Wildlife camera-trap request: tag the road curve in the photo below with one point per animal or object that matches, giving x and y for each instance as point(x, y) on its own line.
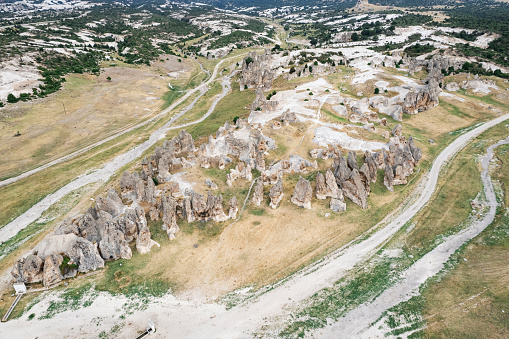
point(200, 88)
point(240, 320)
point(104, 173)
point(360, 322)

--------------------

▶ **Assignment**
Restate every line above exactly, omitting images.

▶ **The completed task**
Wildlife camera-trap request: tag the road curve in the photo below with one point per animal or object that matches, giving x and y for each instance as point(x, y) on its own line.
point(200, 88)
point(240, 320)
point(104, 173)
point(360, 322)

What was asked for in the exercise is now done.